Required task
Pick out each line in the entries below that contains the word "outline", and copy those lines. Case counts.

Data listing
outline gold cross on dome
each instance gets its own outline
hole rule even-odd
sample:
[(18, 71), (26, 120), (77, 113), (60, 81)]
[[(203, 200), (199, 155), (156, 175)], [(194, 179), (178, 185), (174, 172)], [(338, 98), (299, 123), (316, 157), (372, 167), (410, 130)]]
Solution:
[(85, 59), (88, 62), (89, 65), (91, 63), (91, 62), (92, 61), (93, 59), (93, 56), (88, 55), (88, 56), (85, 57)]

The solution
outline gold cross on dome
each instance gets its own outline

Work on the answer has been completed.